Keamanan Arab Saudi pada kenyataannya bergantung pada konsesi minyak dan
ketundukan pemerintah monarkhi pada politik Barat. Soal keamanan disini
ternyata sepenuhnya bersifat transaksi ekonomi dan politik. Tidak ada sangkut
pautnya dengan mitos doa Ibrahim. Namun demikian mitos itu tetap hidup dan
dihidupkan oleh monarkhi untuk memberikan legitimasi kekuasaan. Tetapi lebih
dari itu mitos itu perlu tetap hidup untuk menciptakan ketenteraman transenden
di hati setiap muslim. Mitos doa Ibrahim membuat kita tak pernah putus harapan.
Antara mitos dan logos memang berbeda, tetapi bisa saling mengisi pada ruang
masing-masing yang menjadikan hidup ini serasa lebih utuh dan lebih bermakna.
•••••
▶ **Arahan Singkat a**
Ambil baris-baris catatan di bawah ini tanpa perubahan, mulai dari baris yang memuat "white clapboard siding." dan berhenti setelah baris yang memuat "[169,107,341,191]".
Teks di atas tidak memiliki hubungan apa pun dengan catatan yang menyusul.

▶ **Data Masukan**
•••••
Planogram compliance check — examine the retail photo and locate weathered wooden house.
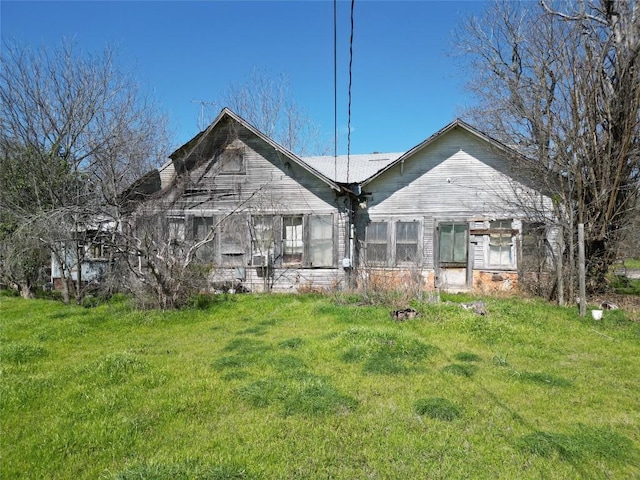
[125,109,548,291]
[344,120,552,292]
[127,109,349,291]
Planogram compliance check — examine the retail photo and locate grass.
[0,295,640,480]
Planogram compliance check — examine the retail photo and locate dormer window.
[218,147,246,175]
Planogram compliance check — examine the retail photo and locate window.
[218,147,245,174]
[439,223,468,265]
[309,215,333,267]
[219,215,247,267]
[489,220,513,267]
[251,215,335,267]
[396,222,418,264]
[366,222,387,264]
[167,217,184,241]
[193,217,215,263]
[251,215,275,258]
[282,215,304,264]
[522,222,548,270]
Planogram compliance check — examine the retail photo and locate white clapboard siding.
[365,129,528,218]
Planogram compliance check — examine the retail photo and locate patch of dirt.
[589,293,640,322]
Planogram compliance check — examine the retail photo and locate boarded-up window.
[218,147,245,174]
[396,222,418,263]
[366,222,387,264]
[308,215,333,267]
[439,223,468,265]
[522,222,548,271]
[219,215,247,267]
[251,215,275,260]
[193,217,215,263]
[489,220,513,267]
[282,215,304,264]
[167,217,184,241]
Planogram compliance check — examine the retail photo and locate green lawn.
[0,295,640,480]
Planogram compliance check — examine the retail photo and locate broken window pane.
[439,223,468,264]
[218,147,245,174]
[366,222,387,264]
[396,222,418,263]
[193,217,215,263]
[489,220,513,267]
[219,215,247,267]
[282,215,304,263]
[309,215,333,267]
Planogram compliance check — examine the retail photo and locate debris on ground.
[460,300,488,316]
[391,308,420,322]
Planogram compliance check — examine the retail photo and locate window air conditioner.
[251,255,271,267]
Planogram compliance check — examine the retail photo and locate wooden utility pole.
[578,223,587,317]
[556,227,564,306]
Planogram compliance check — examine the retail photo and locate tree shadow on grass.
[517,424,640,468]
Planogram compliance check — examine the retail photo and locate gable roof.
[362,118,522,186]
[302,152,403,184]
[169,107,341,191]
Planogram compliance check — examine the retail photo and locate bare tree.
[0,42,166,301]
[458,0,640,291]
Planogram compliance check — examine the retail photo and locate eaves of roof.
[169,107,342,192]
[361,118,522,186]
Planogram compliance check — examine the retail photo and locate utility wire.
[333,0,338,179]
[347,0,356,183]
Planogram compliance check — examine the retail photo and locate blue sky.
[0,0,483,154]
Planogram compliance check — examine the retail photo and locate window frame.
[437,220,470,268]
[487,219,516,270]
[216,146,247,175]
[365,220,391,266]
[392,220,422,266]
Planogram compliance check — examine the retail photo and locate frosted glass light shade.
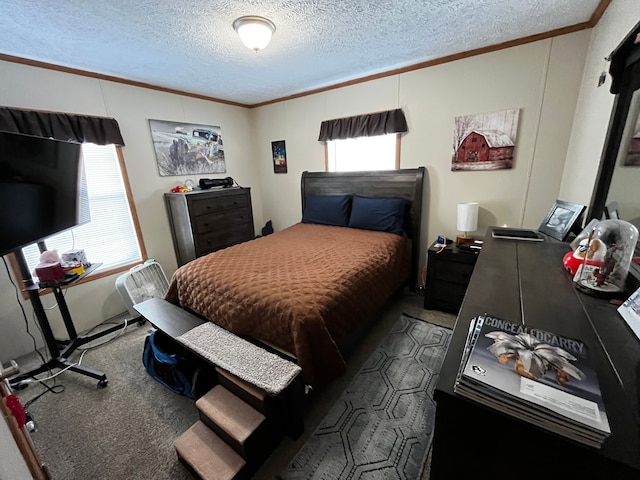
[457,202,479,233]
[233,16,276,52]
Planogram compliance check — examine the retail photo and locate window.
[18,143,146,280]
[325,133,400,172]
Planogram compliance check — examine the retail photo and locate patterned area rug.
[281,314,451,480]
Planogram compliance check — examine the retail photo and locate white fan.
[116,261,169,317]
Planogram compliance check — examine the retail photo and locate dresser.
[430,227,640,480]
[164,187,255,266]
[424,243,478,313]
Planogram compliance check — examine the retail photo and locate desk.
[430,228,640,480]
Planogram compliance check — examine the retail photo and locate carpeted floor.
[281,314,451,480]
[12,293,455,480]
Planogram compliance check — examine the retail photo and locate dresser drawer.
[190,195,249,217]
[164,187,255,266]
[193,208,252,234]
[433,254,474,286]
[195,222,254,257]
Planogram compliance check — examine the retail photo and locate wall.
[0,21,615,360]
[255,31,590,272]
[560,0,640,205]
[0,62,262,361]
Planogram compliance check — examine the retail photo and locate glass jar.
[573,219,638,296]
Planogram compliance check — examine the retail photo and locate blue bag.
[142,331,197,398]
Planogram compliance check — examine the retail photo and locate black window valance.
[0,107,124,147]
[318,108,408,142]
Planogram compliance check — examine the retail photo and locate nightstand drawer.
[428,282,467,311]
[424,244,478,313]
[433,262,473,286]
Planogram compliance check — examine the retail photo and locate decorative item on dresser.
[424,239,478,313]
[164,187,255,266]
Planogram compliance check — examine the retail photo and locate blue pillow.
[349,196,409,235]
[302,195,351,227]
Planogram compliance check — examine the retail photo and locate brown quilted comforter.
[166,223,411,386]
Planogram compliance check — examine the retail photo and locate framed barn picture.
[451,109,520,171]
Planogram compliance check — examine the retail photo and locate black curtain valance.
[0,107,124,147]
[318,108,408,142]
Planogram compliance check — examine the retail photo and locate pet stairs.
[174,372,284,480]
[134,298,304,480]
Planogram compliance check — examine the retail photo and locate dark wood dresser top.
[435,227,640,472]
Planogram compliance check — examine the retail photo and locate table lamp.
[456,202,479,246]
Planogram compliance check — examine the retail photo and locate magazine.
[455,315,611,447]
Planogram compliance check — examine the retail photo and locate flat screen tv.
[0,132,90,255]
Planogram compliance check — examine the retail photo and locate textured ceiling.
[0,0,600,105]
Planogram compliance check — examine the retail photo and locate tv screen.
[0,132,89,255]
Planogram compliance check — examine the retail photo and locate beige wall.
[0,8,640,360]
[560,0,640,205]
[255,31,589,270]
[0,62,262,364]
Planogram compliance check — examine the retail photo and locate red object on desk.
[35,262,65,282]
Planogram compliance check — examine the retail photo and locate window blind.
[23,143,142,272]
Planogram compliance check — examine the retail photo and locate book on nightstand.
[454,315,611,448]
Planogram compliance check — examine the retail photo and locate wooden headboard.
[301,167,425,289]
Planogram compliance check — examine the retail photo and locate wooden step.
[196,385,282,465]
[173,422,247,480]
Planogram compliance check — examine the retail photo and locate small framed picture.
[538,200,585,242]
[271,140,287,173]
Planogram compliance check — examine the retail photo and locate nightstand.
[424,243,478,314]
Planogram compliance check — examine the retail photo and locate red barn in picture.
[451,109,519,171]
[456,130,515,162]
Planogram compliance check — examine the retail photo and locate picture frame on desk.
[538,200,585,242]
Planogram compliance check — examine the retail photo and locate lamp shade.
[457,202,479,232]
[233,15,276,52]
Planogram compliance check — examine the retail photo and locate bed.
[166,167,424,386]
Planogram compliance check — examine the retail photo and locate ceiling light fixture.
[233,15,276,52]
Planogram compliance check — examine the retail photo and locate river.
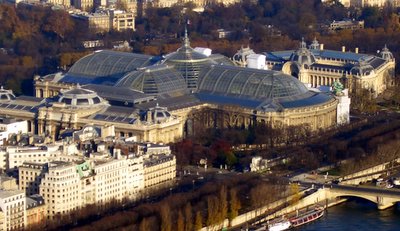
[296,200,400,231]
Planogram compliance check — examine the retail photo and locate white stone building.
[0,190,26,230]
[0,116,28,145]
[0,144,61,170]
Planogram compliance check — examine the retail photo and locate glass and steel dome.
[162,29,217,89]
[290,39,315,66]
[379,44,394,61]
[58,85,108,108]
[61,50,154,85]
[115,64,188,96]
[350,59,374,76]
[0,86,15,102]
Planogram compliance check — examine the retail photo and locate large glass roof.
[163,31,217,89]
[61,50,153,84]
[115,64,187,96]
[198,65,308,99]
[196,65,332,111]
•••••
▶ **Arahan Singkat b**
Ringkas teks tentang mitos doa Ibrahim dan keamanan Arab Saudi itu dalam dua kalimat.

▶ **Hasil Keluaran a**
Planogram compliance check — examine the retail photo and locate white clapboard siding.
[365,129,528,218]
Planogram compliance check — examine the retail photo and locate patch of dirt.
[589,293,640,322]
Planogram compliance check — examine the retail photo and locate boarded-up window.
[218,147,245,174]
[396,222,418,263]
[366,222,387,264]
[308,215,333,267]
[439,223,468,265]
[522,222,548,271]
[219,215,247,267]
[251,215,275,260]
[193,217,215,263]
[489,220,513,267]
[282,215,304,264]
[167,217,184,241]
Planogram compliance check — examine the retail photo and locate green lawn.
[0,295,640,480]
Planogram compliance check — examine the retail photo and locate broken window pane.
[439,223,468,264]
[218,147,245,174]
[366,222,387,264]
[396,222,418,263]
[193,217,215,263]
[489,220,513,267]
[219,215,247,267]
[282,215,304,263]
[309,215,333,267]
Planogram compliance check — examine the retail photo and locate debris on ground.
[460,300,488,316]
[391,308,420,322]
Planogram compliance check — examine the retail photo and locate window air conditioner.
[251,255,271,267]
Planogram compliance check — examine the retail photo and locate wooden utility pole.
[578,223,587,317]
[556,227,564,306]
Planogram compliance check — examine the retail photo and locate tree shadow on grass.
[517,424,640,468]
Planogram compliance check — examine the retail photo and locate gable roof.
[362,118,522,186]
[302,152,403,184]
[169,107,341,191]

▶ **Hasil Keluaran b**
Keamanan Arab Saudi sebenarnya bergantung pada konsesi minyak dan ketundukan monarkhi pada politik Barat sehingga tidak berkaitan dengan mitos doa Ibrahim. Meski demikian, mitos itu tetap dihidupkan untuk memberi legitimasi kekuasaan dan ketenteraman di hati setiap muslim, dan mitos serta logos, walau berbeda, dapat saling mengisi sehingga hidup terasa lebih utuh dan bermakna.